** Task description **
Your answer should be the records, restated word for word.

Segment Open

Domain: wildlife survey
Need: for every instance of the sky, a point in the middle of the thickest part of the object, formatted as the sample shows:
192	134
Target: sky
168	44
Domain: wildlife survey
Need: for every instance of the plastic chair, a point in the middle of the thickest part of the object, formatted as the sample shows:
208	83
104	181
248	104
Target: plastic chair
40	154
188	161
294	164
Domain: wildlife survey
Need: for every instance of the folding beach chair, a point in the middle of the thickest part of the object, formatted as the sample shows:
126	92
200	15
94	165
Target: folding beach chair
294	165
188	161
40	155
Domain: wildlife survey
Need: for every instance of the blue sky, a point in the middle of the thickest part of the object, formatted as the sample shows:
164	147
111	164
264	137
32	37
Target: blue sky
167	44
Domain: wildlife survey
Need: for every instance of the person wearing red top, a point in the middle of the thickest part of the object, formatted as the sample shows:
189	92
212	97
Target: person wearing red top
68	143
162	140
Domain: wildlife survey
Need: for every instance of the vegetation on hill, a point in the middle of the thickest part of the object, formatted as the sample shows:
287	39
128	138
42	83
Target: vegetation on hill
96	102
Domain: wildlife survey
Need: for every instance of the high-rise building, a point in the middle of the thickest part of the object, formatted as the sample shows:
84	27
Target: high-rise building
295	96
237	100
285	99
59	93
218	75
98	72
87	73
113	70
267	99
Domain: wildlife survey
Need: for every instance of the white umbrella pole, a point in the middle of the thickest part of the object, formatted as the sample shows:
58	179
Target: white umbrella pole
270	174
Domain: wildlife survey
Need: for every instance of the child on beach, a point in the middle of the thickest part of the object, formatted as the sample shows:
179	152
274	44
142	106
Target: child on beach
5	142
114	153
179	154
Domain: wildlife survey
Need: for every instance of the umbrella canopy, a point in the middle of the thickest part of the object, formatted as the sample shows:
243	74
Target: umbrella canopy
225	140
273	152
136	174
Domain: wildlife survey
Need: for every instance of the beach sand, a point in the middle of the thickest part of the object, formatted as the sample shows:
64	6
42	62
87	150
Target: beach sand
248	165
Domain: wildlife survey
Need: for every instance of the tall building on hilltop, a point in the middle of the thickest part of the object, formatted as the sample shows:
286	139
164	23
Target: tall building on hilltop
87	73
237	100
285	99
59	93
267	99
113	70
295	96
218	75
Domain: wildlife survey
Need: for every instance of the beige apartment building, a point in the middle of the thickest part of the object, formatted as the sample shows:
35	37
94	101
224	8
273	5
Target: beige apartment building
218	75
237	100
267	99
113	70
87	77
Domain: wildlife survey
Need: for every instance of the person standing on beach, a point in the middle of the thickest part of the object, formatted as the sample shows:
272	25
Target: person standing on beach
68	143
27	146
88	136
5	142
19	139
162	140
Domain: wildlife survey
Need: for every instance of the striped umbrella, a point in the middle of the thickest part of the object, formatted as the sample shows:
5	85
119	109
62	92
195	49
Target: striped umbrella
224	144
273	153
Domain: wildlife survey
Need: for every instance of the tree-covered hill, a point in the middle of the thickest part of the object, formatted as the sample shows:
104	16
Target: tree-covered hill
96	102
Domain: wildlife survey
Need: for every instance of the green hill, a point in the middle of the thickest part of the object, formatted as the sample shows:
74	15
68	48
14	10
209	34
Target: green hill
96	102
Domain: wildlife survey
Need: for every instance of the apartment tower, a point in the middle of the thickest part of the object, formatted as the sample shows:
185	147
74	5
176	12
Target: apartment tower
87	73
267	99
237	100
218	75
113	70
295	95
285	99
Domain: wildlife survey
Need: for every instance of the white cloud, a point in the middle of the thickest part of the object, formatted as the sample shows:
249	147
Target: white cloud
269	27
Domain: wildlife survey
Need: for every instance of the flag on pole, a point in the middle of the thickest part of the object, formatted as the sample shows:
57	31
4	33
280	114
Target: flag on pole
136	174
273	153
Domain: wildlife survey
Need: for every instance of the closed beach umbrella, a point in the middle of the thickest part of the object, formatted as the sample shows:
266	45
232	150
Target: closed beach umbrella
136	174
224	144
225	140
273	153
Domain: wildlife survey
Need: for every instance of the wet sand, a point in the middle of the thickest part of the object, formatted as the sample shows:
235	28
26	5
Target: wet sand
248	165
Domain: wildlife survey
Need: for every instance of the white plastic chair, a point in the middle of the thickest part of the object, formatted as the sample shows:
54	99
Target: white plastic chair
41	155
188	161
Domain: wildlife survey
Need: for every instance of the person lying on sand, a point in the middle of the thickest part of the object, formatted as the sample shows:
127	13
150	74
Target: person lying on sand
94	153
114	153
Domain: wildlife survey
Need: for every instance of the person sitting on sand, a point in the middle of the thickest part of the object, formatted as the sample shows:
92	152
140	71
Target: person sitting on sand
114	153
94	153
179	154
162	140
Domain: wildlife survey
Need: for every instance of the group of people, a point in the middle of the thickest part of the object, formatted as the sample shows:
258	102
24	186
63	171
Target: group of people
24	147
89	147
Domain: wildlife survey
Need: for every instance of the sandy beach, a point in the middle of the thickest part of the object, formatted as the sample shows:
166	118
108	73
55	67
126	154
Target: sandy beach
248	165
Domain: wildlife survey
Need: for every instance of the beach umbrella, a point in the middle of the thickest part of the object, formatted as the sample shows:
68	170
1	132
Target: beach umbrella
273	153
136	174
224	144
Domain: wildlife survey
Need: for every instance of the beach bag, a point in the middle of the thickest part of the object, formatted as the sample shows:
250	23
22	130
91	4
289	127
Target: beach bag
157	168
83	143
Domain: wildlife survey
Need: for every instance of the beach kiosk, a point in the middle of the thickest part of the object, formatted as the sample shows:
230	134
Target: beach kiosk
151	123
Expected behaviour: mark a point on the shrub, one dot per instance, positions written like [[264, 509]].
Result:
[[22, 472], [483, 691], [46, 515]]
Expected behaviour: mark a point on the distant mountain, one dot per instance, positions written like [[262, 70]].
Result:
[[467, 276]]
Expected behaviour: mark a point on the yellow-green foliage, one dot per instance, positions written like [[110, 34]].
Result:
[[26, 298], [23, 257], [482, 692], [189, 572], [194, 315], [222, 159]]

Segment Closed

** Solved problem **
Domain: wildlife survey
Need: for every instance of the sky, a point in the middle of the thickest part of the object, formatted as the sample shows:
192	134
Target: sky
168	44
Domain: wildlife survey
Need: for every instance of the plastic chair, a point in the middle of the thickest part of the object, formatted as the sample shows:
208	83
104	181
248	104
Target: plastic chair
40	154
188	161
294	164
Domain: wildlife survey
Need: for every instance of the folding beach chair, a point in the middle of the thickest part of the object, formatted as the sample shows:
126	92
200	15
94	165
Target: folding beach chair
294	165
188	161
40	155
Domain: wildlife survey
Need: for every instance of the blue sky, a point in the middle of the thickest part of the object, formatted as the sample shows:
164	147
111	164
264	137
32	37
Target: blue sky
167	44
Domain: wildlife survey
Need: for every instance of the person wearing red top, a point in the middle of the thickest part of the object, formatted as the sample shows:
189	92
212	97
Target: person wearing red top
68	143
162	140
Domain: wildlife survey
Need: for every instance of the vegetation on hill, a point in the middle of the thickest part of the object, formatted as the sample shows:
287	39
128	138
42	83
Target: vegetation on hill
96	102
Domain: wildlife survey
Need: for every instance of the high-rise building, a point in the middle of the thickest part of the object, formatted as the sample shows:
84	27
Target: high-rise building
295	96
237	100
285	99
59	93
218	75
98	72
87	73
113	70
267	99
Domain: wildlife survey
Need: for every instance of the white umbrella pole, a point in the middle of the thickest part of the object, formatted as the sample shows:
58	179
Target: white umbrella pole
270	174
Domain: wildlife survey
Need: for every instance of the child on beach, a point in the middle of the thickest part of the object, formatted as the sample shows:
179	152
274	44
142	106
Target: child on beach
5	142
114	153
179	154
Domain: wildlife survey
Need: for every instance of the umbrella canopy, a point in the middle of the thickest part of the object, formatted as the sample shows:
243	74
Target: umbrella canopy
225	140
273	152
136	174
Domain: wildlife survey
Need: for every instance of the beach sand, a point in the middle of the thickest part of the object, formatted as the sample shows:
64	6
42	62
87	150
Target: beach sand
248	165
Domain: wildlife survey
Need: for every instance of the tall building on hilltop, a point in the middle of the thickest part of the object, formatted as the sample shows:
286	139
164	23
Target: tall building on hilltop
87	73
237	100
285	99
59	93
267	99
113	70
295	96
218	75
Domain: wildlife survey
Need: for every instance of the beige apartment building, a point in the middle of the thickest part of the object, formatted as the sample shows:
35	37
94	101
224	8
273	5
Target: beige apartment building
218	75
237	100
267	99
113	70
87	77
Domain: wildlife survey
Need: for every instance of the person standing on beach, a point in the middle of the thickest part of the object, formatted as the sample shows:
272	25
Target: person standing on beach
68	143
27	146
88	136
5	142
19	139
162	140
Domain: wildlife survey
Need: for every instance of the striped umbrella, a point in the middle of the thickest part of the object, formatted as the sample shows:
5	85
119	109
62	92
195	49
Target: striped umbrella
224	144
273	153
Domain: wildlife survey
Need: for every instance of the tree-covered hill, a point in the middle of the thickest part of the object, formatted as the sample shows:
104	16
Target: tree-covered hill
96	102
Domain: wildlife survey
Need: for every instance of the green hill, a point in the middle of the thickest part of the object, formatted as the sample shows:
74	15
68	48
14	10
209	34
Target: green hill
96	102
Domain: wildlife survey
Need: for every instance of the apartment tower, a point in the middle of the thickest part of the object, formatted as the sample shows:
185	147
74	5
176	12
Target: apartment tower
87	73
267	99
237	100
218	75
113	70
295	95
285	99
Domain: wildlife survey
Need: for every instance of the white cloud, a point in the middle of the thickest part of the object, formatted as the sample shows:
249	147
Target: white cloud
269	27
Domain: wildlife survey
Need: for every instance of the flag on pole, a point in the middle of the thickest part of the object, formatted as the sample shows:
57	31
4	33
280	114
Target: flag on pole
136	174
273	153
Domain: wildlife survey
Need: for every instance of the closed beach umbrella, a point in the middle of the thickest part of the object, formatted as the sample shows:
266	45
232	150
Target: closed beach umbrella
136	174
224	144
225	140
273	153
Domain: wildlife survey
Need: for every instance of the wet sand, a point in the middle of the thickest part of the object, formatted as the sample shows:
235	28
26	5
Target: wet sand
248	165
Domain: wildlife survey
Need: for every instance of the white plastic chair, a point in the middle of the thickest part of the object, formatted as the sample shows:
54	99
Target: white plastic chair
41	155
188	161
Domain: wildlife survey
Need: for every instance of the person lying on sand, a point in the middle of the thickest part of the object, formatted as the sample shows:
127	13
150	74
Target: person lying on sand
94	153
114	153
Domain: wildlife survey
Need: for every instance of the person sitting on sand, a point in the middle of the thickest part of the object, formatted as the sample shows:
92	152
140	71
Target: person sitting on sand
114	153
94	153
179	154
162	140
Domain: wildlife survey
Need: for every instance of the group of people, a point in the middle of the thickest part of the object, formatted as the sample shows:
258	102
24	186
63	171
Target: group of people
24	147
89	147
Domain: wildlife survey
Need: for every instance of the sandy beach, a point in the middle of the thickest part of the object, formatted as the sample shows:
166	118
108	73
55	67
126	154
Target: sandy beach
248	165
Domain: wildlife survey
Need: for every instance of the beach umbrella, a point in the middle of the thickest part of the object, formatted as the sample shows:
68	170
1	132
Target: beach umbrella
273	153
136	174
224	144
Domain: wildlife survey
Need: for every instance of the beach bag, a point in the middle of the thickest part of the object, formatted as the sample shows:
250	23
22	130
91	4
289	127
Target: beach bag
157	168
83	143
Domain: wildlife survey
Need: for every instance of the beach kiosk, a point in the middle of the thickest part of the object, formatted as the sample shows:
230	134
Target: beach kiosk
151	123
Expected behaviour: mark a point on the shrub, one dot per instance, positions written like [[264, 509]].
Result:
[[22, 472], [483, 691], [46, 515]]
Expected behaviour: mark a point on the distant mountain, one dot per instance, positions written like [[262, 70]].
Result:
[[467, 276]]
Expected behaviour: mark a point on the yellow-green foliage, one dot per instance, positions written like [[110, 34]].
Result:
[[26, 298], [23, 257], [482, 692], [189, 572], [194, 315], [222, 159]]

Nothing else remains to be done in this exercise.